Microbe 'Rewiring' Promises a Boom in Biomanufacturing

The approach could get sustainable fuels and plastic alternatives on the shelves faster.

A two-liter bioreactor containing an E. coli culture that has undergone metabolic rewiring to produce indigoidine.
A two-liter bioreactor containing an E. coli culture that has undergone metabolic rewiring to produce indigoidine.
Berkeley Lab

Researchers from Lawrence Berkeley National Laboratory (Berkeley Lab) have achieved unprecedented success in modifying a microbe to efficiently produce a compound of interest using a computational model and CRISPR-based gene editing.

Their approach could dramatically speed up the research and development phase for new biomanufacturing processes, and get cutting-edge bio-based products such as sustainable fuels and plastic alternatives on the shelves faster.

The process uses computer algorithms - based on real-world experimental data - to identify what genes in a "host" microbe could be switched off to redirect the organism's energy toward producing high quantities of a target compound, rather than its normal soup of metabolic products.

Currently, many scientists in this field still rely on ad hoc, trial-and-error experiments to identify what gene modifications lead to improvements. Additionally, most microbes used in biomanufacturing processes that produce a nonnative compound - meaning the genes to make it have been inserted into the host genome - can only generate large quantities of the target compound after the microbe has reached a certain growth phase, resulting in slow processes that waste energy while incubating the microbes.

The team's streamlined metabolic rewiring process, coined "product/substrate pairing," makes it so the microbe's entire metabolism is linked to making the compound at all times.

To test product/substrate pairing, the team performed experiments with a promising emerging host - a soil microbe called Pseudomonas putida - that had been engineered to carry the genes to make indigoidine, a blue pigment. The scientists evaluated 63 potential rewiring strategies and, using a workflow that systematically evaluates possible outcomes for desirable host characteristics, determined that only one of these was experimentally realistic. Then, they performed CRISPR interference (CRISPRi) to block the expression of 14 genes, as guided by their computational predictions.

Records provided
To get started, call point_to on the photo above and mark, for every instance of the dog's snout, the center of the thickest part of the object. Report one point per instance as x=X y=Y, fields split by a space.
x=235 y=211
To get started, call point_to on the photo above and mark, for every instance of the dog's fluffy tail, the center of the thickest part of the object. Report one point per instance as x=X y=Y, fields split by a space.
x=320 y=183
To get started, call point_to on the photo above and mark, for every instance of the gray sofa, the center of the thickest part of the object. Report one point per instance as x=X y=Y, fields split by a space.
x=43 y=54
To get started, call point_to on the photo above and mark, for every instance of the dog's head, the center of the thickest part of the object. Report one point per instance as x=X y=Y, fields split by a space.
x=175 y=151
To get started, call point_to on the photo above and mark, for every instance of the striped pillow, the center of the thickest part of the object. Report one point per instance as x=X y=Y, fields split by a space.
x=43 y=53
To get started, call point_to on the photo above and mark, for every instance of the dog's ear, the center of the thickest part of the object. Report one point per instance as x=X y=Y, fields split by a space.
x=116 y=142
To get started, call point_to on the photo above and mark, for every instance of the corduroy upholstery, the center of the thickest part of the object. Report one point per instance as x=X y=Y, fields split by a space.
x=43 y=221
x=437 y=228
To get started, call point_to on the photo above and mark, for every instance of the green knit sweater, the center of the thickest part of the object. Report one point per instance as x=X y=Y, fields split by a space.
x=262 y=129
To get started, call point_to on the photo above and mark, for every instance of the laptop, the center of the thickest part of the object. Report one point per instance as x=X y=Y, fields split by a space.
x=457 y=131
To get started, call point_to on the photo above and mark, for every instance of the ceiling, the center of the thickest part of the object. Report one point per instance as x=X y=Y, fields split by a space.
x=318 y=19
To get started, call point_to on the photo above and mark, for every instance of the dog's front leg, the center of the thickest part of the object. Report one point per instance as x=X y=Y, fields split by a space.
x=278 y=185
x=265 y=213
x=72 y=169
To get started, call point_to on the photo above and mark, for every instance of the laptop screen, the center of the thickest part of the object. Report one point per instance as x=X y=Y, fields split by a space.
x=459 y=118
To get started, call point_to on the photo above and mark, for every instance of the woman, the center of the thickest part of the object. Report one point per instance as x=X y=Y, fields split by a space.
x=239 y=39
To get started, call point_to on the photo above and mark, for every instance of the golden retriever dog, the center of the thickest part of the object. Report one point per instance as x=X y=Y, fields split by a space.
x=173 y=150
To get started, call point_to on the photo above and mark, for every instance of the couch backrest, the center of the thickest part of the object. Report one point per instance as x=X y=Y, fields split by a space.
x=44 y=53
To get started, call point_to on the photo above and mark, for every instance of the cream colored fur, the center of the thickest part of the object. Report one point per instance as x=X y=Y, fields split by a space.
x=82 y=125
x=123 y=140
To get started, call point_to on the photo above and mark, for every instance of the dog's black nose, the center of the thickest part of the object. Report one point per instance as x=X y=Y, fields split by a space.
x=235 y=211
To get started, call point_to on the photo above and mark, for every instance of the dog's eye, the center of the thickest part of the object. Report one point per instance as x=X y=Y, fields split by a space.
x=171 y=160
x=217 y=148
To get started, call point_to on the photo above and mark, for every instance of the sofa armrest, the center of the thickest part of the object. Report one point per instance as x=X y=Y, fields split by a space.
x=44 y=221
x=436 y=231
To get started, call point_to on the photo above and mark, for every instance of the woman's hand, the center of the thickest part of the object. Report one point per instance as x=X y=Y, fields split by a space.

About this exercise
Write the next part of the article on microbe rewiring for biomanufacturing, picking up right after its last sentence. The items have nothing to do with what comes next.

Answer
"We were thrilled to see that our strain produced extremely high yields of indigoidine after we targeted such a large number of genes simultaneously," said co-lead author Deepanwita Banerjee, a postdoctoral researcher at the Joint BioEnergy Institute (JBEI), which is managed by Berkeley Lab. "The current standard for metabolic rewiring is to laboriously target one gene at a time, rather than many genes all at once," she said, noting that before this paper there was only one previous study in metabolic engineering in which the authors targeted six genes for knockdown. "We have substantially raised the upper limit on simultaneous modifications by using powerful CRISPRi-based approaches. This now opens up the field to consider computational optimization methods even when they necessitate a large number of genetic modifications, because they can truly lead to transformative output," said Banerjee.

Co-lead author Thomas Eng, a JBEI research scientist, added, "With product/substrate pairing, we believe we can significantly reduce the time it takes to develop a commercial-scale biomanufacturing process with our rationally designed process. It's daunting to think of the sheer number of research years and people hours spent on developing artemisinin (an antimalarial) or 1-3,butanediol (a chemical used to make plastics) - about five to 10 years from the lab notebook to pilot plant. Dramatically reducing R&D time scales is what we need to make tomorrow's bioeconomy a reality," he said.

Examples of target compounds under investigation at Berkeley Lab include isopentenol, a promising biofuel; components of flame-retardant materials; and replacements for petroleum-derived starter molecules used in industry, such as nylon precursors. Many other groups use biomanufacturing to produce advanced medicines.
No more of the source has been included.